**Task instructions**
Count the lines in the records that contain the word "positive". Reply with only the number.
*** Entries supplied ***
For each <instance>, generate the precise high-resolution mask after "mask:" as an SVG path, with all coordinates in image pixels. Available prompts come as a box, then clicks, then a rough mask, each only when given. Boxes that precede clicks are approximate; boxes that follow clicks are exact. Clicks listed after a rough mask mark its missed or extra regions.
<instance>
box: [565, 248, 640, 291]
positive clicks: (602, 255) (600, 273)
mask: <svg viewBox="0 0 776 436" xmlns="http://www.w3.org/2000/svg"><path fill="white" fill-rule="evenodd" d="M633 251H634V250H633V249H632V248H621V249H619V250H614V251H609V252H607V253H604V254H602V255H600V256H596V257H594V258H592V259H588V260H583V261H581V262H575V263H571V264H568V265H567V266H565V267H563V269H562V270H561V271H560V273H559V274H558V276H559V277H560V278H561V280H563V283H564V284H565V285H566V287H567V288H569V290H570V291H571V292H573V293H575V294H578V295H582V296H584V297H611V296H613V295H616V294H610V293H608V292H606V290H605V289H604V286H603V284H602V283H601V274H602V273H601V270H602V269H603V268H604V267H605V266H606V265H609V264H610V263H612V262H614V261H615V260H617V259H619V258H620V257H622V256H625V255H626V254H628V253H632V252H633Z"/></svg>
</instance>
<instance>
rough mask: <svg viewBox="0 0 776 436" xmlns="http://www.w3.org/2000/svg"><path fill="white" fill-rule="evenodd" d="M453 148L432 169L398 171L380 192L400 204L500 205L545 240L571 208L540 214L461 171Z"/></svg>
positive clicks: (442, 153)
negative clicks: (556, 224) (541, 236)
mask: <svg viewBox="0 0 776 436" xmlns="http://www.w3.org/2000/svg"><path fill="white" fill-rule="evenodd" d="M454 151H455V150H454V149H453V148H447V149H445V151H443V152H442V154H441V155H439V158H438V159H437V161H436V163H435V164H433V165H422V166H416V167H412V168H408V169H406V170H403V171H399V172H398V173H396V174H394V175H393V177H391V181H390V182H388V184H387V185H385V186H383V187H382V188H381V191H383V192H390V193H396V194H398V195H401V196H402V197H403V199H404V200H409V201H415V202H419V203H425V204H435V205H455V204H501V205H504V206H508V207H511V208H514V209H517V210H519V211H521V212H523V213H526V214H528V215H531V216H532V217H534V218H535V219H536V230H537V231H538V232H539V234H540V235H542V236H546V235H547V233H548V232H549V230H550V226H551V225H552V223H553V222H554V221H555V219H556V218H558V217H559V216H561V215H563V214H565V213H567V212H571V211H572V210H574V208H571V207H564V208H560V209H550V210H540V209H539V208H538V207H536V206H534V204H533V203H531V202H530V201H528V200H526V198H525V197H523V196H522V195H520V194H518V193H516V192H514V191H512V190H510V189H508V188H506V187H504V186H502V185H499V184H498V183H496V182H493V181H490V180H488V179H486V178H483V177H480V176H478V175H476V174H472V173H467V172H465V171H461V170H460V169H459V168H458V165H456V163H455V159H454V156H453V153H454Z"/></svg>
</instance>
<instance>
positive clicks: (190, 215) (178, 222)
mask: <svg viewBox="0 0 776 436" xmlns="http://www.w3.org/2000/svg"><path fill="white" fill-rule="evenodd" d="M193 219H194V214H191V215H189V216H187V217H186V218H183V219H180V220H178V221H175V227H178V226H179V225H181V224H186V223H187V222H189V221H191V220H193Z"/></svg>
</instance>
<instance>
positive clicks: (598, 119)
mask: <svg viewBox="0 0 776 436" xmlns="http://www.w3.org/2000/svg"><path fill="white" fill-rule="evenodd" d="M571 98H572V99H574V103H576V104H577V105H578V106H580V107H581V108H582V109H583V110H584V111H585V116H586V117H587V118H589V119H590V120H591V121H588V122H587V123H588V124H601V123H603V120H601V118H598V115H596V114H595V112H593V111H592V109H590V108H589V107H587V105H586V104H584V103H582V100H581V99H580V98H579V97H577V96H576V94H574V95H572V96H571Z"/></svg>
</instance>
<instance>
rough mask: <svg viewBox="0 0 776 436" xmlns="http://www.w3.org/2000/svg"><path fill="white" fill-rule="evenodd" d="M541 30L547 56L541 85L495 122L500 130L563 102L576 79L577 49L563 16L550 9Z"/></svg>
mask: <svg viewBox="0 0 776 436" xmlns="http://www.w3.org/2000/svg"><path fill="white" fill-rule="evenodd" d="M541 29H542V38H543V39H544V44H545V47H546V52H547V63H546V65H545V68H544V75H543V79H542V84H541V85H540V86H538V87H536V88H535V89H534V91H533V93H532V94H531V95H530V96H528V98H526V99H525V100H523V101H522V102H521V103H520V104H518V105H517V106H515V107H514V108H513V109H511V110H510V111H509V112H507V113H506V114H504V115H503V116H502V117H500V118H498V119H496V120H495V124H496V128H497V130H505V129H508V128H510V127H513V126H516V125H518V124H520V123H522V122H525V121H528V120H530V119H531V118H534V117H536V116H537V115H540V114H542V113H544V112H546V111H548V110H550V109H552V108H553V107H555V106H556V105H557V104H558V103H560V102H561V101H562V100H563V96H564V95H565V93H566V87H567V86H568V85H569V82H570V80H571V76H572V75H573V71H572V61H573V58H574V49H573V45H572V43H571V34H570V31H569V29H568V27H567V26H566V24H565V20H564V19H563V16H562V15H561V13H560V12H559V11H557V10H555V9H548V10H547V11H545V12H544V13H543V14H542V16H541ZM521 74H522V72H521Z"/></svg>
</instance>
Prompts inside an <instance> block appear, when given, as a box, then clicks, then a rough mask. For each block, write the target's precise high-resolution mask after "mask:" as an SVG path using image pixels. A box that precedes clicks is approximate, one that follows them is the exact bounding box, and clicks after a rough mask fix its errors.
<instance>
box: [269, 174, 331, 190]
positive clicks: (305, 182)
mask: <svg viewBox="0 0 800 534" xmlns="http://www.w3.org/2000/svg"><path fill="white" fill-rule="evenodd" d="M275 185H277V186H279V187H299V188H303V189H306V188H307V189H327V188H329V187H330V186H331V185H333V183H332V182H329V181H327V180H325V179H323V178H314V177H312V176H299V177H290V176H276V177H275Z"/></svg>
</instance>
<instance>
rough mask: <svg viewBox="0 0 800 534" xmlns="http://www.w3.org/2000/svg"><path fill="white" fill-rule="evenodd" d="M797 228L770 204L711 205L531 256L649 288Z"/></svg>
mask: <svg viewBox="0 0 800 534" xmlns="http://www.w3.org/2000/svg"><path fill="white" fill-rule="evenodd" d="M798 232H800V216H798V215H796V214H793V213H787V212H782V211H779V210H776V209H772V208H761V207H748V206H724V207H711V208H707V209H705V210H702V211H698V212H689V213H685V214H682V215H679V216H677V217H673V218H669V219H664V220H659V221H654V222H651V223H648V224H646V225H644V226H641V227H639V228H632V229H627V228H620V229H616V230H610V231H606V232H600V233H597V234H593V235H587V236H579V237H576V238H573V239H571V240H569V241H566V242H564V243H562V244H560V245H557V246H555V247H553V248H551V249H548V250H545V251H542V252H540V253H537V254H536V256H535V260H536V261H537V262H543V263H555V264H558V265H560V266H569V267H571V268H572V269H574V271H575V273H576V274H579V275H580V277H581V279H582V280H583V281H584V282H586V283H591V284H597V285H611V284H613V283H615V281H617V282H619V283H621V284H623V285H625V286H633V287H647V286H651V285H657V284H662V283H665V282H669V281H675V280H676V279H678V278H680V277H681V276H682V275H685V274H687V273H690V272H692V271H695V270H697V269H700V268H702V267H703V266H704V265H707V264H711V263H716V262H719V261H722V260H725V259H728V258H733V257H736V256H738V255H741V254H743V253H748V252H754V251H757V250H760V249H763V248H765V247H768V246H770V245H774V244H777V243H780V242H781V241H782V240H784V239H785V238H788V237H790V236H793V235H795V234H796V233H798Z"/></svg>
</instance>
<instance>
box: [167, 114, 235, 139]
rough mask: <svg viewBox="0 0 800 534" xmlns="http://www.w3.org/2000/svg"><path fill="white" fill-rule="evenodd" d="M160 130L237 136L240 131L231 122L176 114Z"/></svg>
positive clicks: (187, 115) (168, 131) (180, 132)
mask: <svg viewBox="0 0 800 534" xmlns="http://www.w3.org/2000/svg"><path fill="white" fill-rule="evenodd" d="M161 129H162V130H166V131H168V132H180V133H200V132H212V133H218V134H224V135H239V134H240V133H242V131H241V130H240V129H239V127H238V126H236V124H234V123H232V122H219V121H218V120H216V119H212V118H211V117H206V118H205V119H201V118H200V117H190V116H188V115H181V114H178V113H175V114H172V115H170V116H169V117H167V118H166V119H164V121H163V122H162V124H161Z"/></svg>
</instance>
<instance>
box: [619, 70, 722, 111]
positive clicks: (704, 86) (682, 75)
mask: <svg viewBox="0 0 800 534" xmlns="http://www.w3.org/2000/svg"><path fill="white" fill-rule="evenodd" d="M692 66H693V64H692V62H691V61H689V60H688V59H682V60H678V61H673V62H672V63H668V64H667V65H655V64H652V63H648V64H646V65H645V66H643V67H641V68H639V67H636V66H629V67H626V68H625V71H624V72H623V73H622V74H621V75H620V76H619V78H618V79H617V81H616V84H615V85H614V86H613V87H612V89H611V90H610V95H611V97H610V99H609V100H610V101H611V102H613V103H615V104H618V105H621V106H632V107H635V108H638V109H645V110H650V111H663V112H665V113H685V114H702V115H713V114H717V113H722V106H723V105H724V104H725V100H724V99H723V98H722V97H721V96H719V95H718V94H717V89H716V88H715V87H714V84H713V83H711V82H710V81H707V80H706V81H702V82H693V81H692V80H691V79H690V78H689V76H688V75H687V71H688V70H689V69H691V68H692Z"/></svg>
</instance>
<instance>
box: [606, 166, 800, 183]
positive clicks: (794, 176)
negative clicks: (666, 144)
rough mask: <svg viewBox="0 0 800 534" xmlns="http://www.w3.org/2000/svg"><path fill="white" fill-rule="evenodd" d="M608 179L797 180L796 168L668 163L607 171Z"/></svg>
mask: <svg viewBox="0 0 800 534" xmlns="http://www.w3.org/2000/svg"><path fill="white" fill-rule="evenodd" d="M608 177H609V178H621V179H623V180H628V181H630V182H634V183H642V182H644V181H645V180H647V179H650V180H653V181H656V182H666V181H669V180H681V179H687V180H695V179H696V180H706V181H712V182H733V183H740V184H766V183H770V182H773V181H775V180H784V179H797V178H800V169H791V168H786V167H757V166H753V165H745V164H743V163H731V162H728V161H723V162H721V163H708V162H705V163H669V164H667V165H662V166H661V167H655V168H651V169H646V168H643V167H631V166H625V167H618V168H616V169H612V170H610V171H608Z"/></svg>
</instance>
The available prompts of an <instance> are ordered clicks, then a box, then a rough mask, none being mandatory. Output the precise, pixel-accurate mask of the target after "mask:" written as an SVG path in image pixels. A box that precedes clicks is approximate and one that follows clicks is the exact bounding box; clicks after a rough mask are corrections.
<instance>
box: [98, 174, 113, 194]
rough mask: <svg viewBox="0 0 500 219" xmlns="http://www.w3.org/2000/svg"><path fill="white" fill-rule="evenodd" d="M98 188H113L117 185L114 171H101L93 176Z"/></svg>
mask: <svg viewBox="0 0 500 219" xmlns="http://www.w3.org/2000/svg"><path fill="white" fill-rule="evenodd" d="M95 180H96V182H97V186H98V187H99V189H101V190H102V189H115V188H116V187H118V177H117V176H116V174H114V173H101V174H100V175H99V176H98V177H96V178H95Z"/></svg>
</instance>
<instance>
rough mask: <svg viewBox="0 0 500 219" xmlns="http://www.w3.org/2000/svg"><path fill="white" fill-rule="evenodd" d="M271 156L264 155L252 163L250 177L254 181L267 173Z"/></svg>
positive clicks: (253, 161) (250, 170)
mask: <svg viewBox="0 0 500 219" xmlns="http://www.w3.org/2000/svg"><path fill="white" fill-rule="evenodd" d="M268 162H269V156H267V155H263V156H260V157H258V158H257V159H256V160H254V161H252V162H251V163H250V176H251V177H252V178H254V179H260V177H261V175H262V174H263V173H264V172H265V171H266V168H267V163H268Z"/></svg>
*** End of Entries supplied ***
**Exercise output**
9